Work to complete
Put the entries below, from the line with "Mark every instance of the wooden ceiling" up to and including the line with "<point>519,58</point>", into a numbered list, omitting any blank lines.

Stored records
------------------------------------------------------------
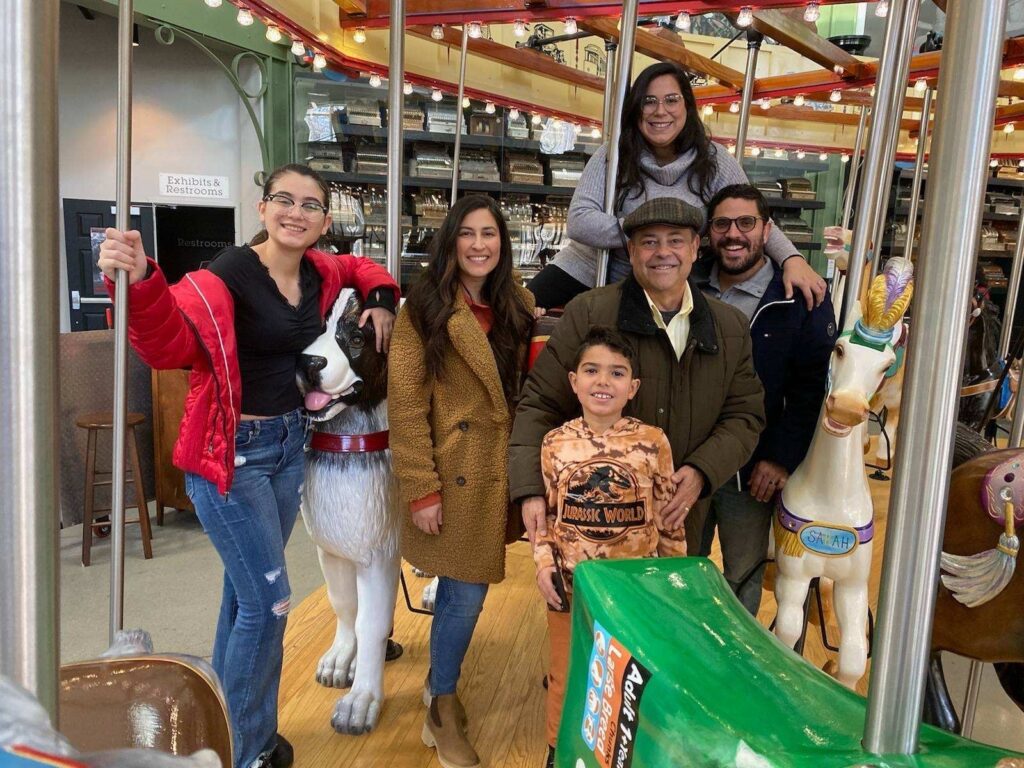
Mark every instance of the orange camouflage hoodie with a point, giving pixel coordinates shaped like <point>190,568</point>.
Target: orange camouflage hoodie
<point>605,494</point>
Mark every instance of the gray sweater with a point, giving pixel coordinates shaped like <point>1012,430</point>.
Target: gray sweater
<point>590,227</point>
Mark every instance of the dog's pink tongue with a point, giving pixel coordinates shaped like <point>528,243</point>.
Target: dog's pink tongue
<point>316,399</point>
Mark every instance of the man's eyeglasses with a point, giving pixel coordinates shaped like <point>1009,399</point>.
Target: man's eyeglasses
<point>722,224</point>
<point>309,209</point>
<point>672,102</point>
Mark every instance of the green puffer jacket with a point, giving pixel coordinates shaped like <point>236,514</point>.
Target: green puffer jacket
<point>710,403</point>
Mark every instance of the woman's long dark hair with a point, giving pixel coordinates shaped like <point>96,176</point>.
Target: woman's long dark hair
<point>631,142</point>
<point>302,170</point>
<point>431,300</point>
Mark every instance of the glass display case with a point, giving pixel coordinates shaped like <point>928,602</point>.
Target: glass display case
<point>341,131</point>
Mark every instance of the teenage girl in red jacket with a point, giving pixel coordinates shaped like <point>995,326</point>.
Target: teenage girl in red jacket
<point>240,326</point>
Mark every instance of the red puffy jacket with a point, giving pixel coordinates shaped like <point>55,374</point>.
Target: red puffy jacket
<point>192,325</point>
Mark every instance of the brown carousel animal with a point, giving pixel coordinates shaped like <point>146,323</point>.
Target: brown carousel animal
<point>978,611</point>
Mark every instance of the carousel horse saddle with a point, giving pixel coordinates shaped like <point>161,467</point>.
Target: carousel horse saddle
<point>1005,477</point>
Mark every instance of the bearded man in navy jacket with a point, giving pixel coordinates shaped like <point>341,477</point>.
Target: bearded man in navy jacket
<point>792,345</point>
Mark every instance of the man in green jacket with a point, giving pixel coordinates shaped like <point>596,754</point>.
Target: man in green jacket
<point>696,373</point>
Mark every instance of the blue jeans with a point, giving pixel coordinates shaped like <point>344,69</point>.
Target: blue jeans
<point>457,606</point>
<point>742,530</point>
<point>249,528</point>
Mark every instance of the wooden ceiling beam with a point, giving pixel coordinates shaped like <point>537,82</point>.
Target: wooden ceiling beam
<point>809,115</point>
<point>666,49</point>
<point>802,39</point>
<point>352,8</point>
<point>519,58</point>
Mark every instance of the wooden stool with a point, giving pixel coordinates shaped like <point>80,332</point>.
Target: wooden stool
<point>93,423</point>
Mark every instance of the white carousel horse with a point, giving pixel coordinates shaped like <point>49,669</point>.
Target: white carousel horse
<point>823,522</point>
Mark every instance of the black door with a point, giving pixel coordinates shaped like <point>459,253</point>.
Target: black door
<point>83,220</point>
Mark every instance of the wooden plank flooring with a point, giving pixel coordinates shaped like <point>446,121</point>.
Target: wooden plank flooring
<point>501,683</point>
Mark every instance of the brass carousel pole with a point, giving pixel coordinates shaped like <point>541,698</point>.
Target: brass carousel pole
<point>754,39</point>
<point>29,313</point>
<point>957,172</point>
<point>395,107</point>
<point>627,38</point>
<point>122,222</point>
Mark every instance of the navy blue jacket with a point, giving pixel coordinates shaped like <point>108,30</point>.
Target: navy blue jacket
<point>792,349</point>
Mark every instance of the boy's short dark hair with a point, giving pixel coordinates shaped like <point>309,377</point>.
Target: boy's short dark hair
<point>602,336</point>
<point>743,192</point>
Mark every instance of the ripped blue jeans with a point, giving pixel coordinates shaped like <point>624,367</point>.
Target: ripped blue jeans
<point>249,529</point>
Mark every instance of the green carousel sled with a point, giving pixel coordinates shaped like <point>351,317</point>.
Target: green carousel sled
<point>668,669</point>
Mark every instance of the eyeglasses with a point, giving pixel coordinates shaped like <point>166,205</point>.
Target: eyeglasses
<point>308,209</point>
<point>671,102</point>
<point>649,243</point>
<point>722,224</point>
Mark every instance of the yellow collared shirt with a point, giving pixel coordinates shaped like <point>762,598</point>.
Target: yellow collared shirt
<point>679,327</point>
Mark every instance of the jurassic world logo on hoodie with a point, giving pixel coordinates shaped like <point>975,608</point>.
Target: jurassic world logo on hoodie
<point>603,501</point>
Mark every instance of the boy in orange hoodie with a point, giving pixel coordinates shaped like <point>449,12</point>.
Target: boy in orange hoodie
<point>606,479</point>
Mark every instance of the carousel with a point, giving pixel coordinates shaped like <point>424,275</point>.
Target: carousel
<point>884,554</point>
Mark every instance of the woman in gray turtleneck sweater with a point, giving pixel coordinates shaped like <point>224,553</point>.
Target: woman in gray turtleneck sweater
<point>664,152</point>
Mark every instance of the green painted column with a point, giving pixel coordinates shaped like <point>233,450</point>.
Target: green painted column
<point>279,114</point>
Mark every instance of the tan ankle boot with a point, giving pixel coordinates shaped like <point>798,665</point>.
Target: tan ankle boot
<point>458,702</point>
<point>442,730</point>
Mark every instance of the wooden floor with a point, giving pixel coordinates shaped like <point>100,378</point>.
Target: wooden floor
<point>501,682</point>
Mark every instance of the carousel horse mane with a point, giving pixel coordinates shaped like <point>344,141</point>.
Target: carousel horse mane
<point>889,295</point>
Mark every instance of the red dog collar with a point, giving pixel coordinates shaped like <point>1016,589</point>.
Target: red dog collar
<point>349,443</point>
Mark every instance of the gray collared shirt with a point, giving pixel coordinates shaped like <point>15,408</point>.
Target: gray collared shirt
<point>744,296</point>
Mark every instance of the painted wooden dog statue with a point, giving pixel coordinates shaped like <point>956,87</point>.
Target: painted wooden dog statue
<point>824,521</point>
<point>349,507</point>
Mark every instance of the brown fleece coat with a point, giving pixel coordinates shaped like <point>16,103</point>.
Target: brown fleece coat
<point>452,437</point>
<point>710,403</point>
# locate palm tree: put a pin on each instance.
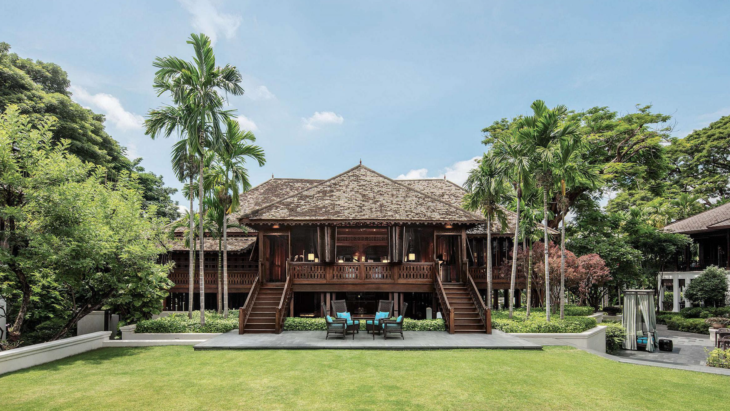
(542, 133)
(185, 167)
(511, 153)
(231, 176)
(198, 110)
(571, 169)
(486, 191)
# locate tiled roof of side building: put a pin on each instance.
(713, 219)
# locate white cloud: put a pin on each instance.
(320, 119)
(260, 93)
(457, 172)
(110, 106)
(207, 19)
(246, 123)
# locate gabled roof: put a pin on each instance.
(361, 194)
(714, 219)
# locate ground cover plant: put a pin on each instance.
(180, 323)
(178, 378)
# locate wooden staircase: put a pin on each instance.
(466, 315)
(262, 319)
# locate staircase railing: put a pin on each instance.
(484, 312)
(445, 306)
(245, 311)
(283, 308)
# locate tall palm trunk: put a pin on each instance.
(202, 242)
(191, 255)
(515, 246)
(529, 279)
(220, 279)
(547, 251)
(562, 266)
(225, 262)
(489, 259)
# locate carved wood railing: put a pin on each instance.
(445, 306)
(245, 311)
(482, 308)
(283, 308)
(345, 273)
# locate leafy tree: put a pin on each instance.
(486, 189)
(198, 112)
(709, 288)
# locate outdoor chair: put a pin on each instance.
(340, 308)
(336, 326)
(394, 326)
(385, 308)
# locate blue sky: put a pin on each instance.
(405, 86)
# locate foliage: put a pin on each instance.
(709, 288)
(537, 323)
(318, 324)
(72, 235)
(615, 336)
(718, 358)
(180, 323)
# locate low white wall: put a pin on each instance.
(593, 339)
(30, 356)
(128, 334)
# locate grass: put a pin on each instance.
(178, 378)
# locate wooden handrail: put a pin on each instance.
(482, 308)
(245, 311)
(282, 309)
(448, 312)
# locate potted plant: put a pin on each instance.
(718, 322)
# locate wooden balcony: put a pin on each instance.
(416, 277)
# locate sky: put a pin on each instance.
(403, 86)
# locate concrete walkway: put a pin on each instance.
(414, 340)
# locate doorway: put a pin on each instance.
(276, 253)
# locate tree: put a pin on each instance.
(63, 223)
(571, 171)
(486, 189)
(231, 177)
(709, 288)
(511, 152)
(198, 114)
(542, 133)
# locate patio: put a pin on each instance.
(414, 340)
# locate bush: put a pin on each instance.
(537, 323)
(180, 323)
(718, 358)
(318, 324)
(615, 336)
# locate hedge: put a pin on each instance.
(180, 323)
(318, 324)
(537, 323)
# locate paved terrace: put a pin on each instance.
(414, 340)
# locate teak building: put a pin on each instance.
(359, 237)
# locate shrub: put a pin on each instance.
(318, 324)
(180, 323)
(538, 324)
(718, 358)
(615, 336)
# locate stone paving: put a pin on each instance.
(414, 340)
(689, 349)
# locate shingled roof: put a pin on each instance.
(714, 219)
(361, 194)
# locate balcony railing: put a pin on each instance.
(344, 273)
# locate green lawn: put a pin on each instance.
(178, 378)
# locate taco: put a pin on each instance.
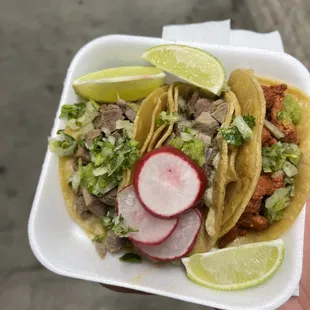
(96, 150)
(275, 186)
(191, 125)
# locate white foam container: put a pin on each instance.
(61, 246)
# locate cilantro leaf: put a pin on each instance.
(131, 258)
(72, 111)
(232, 135)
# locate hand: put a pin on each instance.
(302, 302)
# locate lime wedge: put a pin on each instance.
(190, 64)
(128, 83)
(236, 268)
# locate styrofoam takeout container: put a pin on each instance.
(61, 246)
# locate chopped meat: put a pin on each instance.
(267, 138)
(253, 206)
(211, 152)
(110, 197)
(267, 186)
(80, 206)
(101, 249)
(108, 115)
(228, 238)
(190, 107)
(206, 124)
(218, 110)
(254, 222)
(130, 114)
(201, 105)
(289, 131)
(97, 207)
(92, 135)
(113, 242)
(82, 153)
(273, 94)
(93, 204)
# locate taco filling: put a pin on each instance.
(97, 143)
(195, 133)
(280, 159)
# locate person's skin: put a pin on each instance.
(302, 302)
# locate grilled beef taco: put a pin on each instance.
(192, 124)
(97, 148)
(272, 168)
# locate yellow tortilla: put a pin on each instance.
(248, 161)
(144, 124)
(157, 139)
(209, 231)
(215, 211)
(163, 105)
(302, 183)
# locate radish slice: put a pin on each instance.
(151, 230)
(181, 241)
(168, 183)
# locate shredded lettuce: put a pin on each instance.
(289, 169)
(134, 106)
(232, 135)
(87, 117)
(167, 118)
(72, 111)
(177, 142)
(193, 147)
(293, 109)
(116, 224)
(284, 117)
(109, 159)
(64, 145)
(181, 104)
(276, 204)
(126, 125)
(275, 156)
(88, 179)
(243, 127)
(76, 177)
(292, 152)
(239, 131)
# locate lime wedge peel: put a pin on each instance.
(191, 64)
(128, 83)
(236, 268)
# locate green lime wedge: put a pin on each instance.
(236, 268)
(190, 64)
(128, 83)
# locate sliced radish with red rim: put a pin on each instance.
(151, 230)
(168, 183)
(179, 243)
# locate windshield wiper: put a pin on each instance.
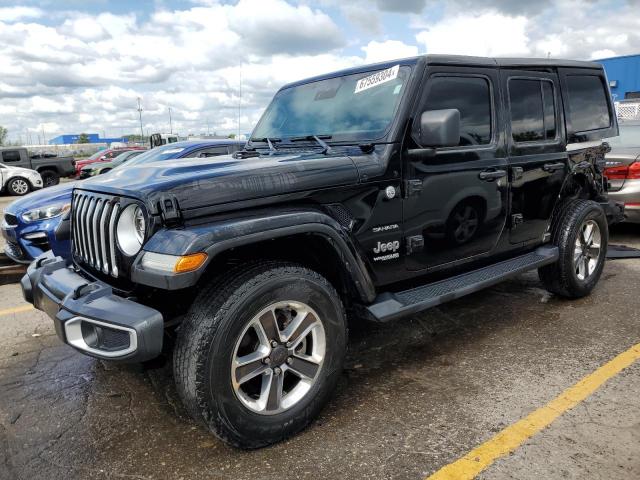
(326, 148)
(270, 142)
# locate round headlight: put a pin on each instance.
(131, 230)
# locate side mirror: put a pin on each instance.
(440, 128)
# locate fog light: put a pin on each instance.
(35, 236)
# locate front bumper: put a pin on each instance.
(87, 314)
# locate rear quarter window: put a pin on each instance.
(588, 103)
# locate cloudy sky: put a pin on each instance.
(70, 66)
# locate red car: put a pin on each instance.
(103, 156)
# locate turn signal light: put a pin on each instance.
(189, 263)
(623, 172)
(634, 170)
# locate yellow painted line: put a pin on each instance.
(20, 309)
(506, 441)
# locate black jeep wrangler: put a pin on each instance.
(377, 192)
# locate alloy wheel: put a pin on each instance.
(278, 357)
(586, 253)
(20, 187)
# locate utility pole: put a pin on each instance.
(140, 115)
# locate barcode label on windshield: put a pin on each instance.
(377, 78)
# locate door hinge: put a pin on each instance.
(516, 219)
(414, 244)
(412, 187)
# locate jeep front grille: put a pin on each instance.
(94, 231)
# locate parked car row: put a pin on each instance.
(378, 192)
(103, 156)
(623, 169)
(30, 223)
(50, 168)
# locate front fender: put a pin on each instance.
(217, 237)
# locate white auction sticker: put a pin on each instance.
(377, 78)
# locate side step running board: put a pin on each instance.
(389, 306)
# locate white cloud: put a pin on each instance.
(73, 71)
(12, 14)
(388, 50)
(489, 34)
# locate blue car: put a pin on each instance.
(30, 223)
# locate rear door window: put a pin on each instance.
(532, 107)
(588, 103)
(11, 156)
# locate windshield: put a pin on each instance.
(165, 152)
(351, 107)
(629, 136)
(96, 155)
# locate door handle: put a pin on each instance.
(552, 167)
(490, 175)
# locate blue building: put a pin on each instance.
(624, 76)
(73, 138)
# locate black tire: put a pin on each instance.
------------------------------------------------------------
Exercise response
1. Mark every instance of the wooden ceiling beam with a point, giving pixel coordinates shaped like <point>537,82</point>.
2. Target: wooden ceiling beam
3. <point>809,115</point>
4. <point>666,49</point>
5. <point>802,39</point>
6. <point>352,8</point>
7. <point>519,58</point>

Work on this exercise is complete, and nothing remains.